Problem » The answer must be every line of the records below that contains the word "covered".

Material for this exercise »
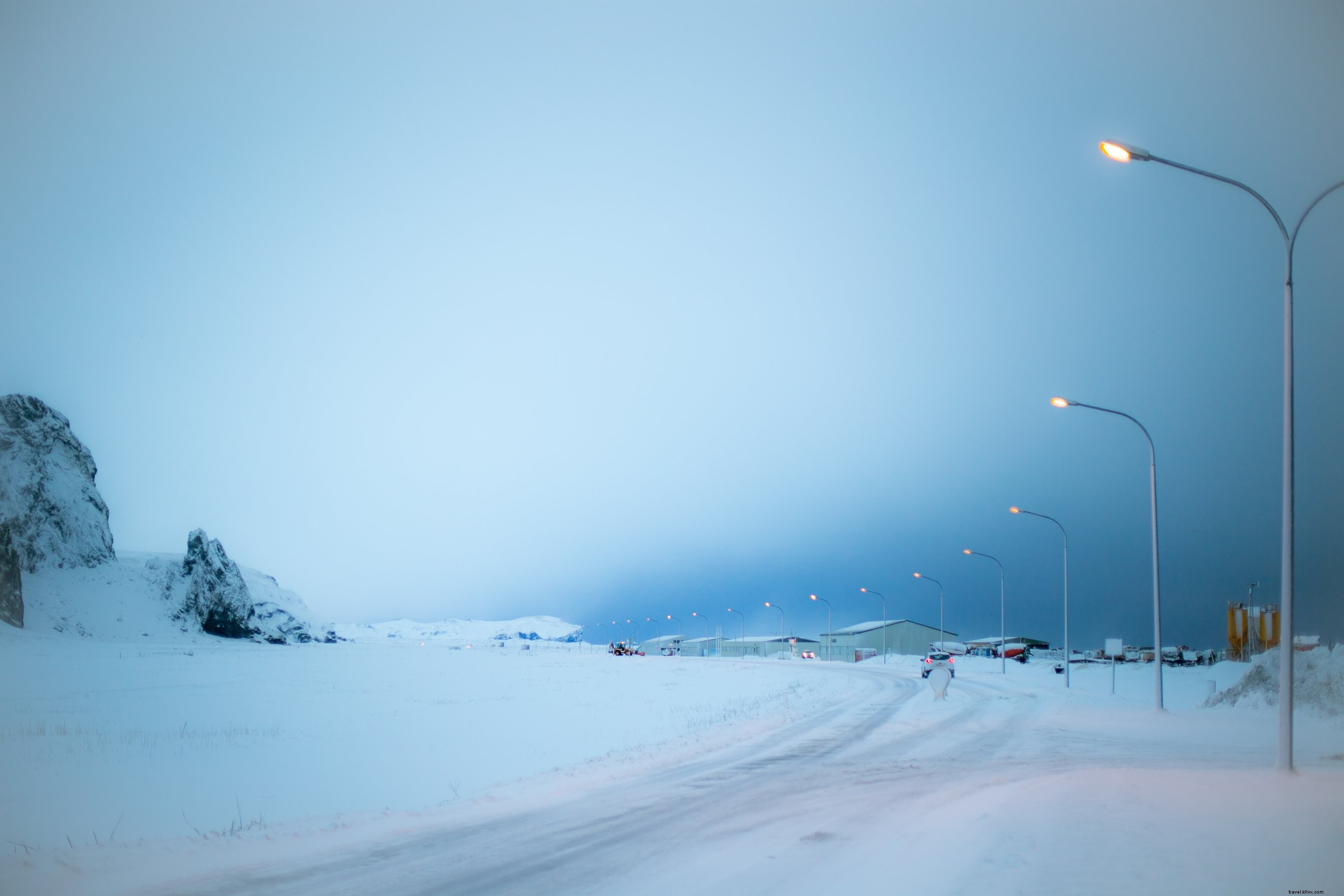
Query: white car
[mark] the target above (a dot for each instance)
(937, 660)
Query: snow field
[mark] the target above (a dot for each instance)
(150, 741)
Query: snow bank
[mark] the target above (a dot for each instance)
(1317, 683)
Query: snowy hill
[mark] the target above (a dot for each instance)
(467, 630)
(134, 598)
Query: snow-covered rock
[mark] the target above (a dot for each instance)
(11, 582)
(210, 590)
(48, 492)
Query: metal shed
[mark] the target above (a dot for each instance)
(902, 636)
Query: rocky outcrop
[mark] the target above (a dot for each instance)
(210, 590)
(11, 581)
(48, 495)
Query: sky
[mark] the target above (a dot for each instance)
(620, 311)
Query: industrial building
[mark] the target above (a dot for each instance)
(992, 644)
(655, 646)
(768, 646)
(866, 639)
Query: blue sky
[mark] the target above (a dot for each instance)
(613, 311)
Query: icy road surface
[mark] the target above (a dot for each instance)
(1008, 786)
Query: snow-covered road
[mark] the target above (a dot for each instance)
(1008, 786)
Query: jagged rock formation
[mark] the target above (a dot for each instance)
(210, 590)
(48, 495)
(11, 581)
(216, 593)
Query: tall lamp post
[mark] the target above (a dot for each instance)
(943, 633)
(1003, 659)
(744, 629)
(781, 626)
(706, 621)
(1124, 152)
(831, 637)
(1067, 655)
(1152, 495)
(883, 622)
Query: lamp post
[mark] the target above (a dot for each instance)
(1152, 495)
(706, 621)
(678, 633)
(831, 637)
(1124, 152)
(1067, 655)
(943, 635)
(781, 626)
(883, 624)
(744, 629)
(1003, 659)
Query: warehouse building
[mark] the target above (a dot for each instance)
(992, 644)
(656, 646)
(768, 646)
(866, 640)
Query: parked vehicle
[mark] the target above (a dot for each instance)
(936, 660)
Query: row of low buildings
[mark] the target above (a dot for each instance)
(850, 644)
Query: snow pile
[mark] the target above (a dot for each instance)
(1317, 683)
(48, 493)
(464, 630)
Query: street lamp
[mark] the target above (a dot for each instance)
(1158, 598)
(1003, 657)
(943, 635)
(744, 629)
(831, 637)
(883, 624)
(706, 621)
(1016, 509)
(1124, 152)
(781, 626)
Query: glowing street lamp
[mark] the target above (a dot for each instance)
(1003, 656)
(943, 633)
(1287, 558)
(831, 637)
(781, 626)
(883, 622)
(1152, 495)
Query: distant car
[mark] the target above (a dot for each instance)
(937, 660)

--

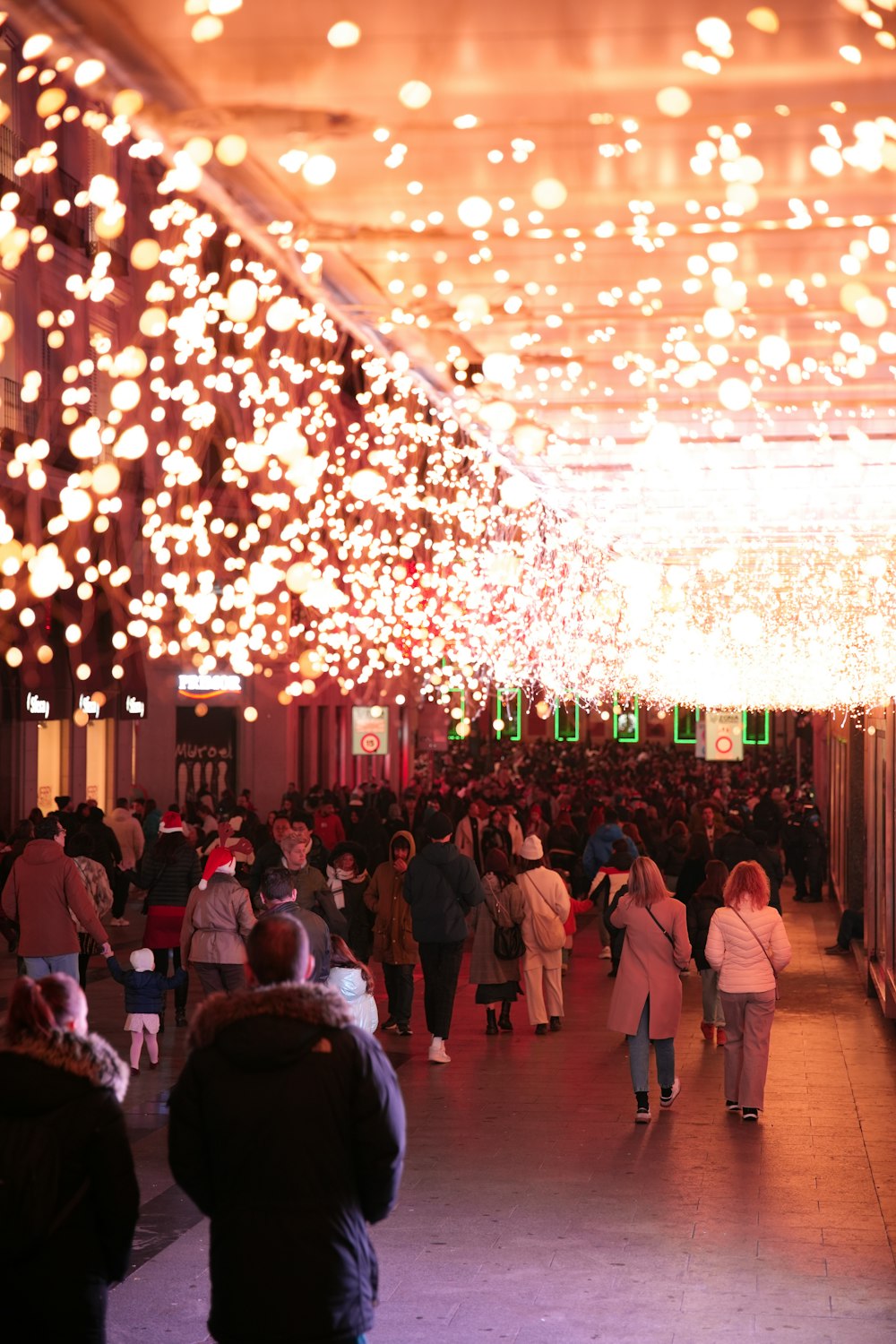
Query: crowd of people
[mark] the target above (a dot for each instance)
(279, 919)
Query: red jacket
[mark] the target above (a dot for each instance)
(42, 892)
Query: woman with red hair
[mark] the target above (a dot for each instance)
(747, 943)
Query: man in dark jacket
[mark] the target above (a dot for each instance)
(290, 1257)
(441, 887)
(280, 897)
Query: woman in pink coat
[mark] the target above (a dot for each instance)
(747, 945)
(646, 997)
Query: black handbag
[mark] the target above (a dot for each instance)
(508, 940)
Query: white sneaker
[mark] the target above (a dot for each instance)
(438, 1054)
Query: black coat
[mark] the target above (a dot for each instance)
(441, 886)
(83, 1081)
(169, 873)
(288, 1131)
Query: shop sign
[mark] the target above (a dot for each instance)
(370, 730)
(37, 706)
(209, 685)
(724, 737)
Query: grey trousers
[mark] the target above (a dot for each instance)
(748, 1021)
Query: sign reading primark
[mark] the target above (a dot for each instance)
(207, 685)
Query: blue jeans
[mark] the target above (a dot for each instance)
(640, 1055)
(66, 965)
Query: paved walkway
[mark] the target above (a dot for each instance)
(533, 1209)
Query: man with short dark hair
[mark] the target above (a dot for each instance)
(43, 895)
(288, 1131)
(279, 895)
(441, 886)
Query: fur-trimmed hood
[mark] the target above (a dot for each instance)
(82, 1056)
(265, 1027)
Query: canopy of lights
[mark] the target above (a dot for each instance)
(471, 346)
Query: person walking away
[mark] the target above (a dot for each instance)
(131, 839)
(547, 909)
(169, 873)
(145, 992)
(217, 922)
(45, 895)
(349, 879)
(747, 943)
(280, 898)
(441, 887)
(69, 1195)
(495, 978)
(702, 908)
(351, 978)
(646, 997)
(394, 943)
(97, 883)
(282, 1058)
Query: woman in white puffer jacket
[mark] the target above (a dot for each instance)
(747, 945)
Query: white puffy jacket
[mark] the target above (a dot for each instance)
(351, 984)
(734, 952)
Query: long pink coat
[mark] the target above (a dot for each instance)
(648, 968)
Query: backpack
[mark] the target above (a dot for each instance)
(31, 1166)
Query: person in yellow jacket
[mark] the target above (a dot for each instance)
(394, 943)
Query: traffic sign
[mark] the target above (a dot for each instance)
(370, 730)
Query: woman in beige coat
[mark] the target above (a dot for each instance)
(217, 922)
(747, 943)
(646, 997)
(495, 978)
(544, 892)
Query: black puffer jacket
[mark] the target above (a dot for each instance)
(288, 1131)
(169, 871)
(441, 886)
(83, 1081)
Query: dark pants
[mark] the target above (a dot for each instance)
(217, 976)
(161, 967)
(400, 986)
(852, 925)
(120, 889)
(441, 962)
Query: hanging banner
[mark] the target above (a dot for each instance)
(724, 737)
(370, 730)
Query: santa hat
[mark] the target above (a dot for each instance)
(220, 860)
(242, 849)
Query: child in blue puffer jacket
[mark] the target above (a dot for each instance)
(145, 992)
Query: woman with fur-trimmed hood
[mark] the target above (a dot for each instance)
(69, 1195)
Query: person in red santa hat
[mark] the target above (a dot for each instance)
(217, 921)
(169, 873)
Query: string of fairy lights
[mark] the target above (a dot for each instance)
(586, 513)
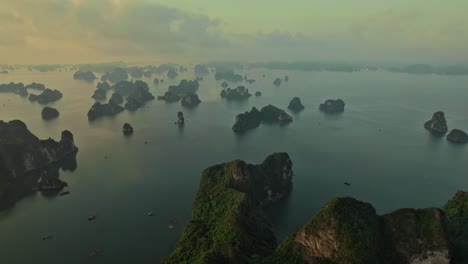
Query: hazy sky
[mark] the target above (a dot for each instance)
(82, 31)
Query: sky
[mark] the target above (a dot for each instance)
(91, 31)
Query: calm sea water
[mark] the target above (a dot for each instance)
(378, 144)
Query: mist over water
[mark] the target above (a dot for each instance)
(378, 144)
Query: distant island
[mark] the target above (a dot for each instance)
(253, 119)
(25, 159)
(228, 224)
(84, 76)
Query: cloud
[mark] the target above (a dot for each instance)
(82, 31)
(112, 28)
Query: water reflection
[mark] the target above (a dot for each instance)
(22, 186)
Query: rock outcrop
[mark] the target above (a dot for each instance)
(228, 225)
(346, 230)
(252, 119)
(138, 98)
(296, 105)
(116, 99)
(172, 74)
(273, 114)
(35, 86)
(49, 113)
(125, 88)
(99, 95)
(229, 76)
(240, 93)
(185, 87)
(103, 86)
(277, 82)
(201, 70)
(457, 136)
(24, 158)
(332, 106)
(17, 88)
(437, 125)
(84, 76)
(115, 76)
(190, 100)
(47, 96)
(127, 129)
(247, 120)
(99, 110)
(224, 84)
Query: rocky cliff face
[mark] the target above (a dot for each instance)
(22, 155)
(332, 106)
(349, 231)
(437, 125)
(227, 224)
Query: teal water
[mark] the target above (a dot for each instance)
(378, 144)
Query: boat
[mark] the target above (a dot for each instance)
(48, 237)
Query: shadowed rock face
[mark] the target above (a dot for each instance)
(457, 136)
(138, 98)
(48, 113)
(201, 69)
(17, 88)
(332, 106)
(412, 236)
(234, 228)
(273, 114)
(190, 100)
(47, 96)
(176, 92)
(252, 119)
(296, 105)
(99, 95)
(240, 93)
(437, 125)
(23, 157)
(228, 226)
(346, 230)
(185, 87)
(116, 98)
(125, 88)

Expected output »
Query: snow-covered rock
Query: snow-covered road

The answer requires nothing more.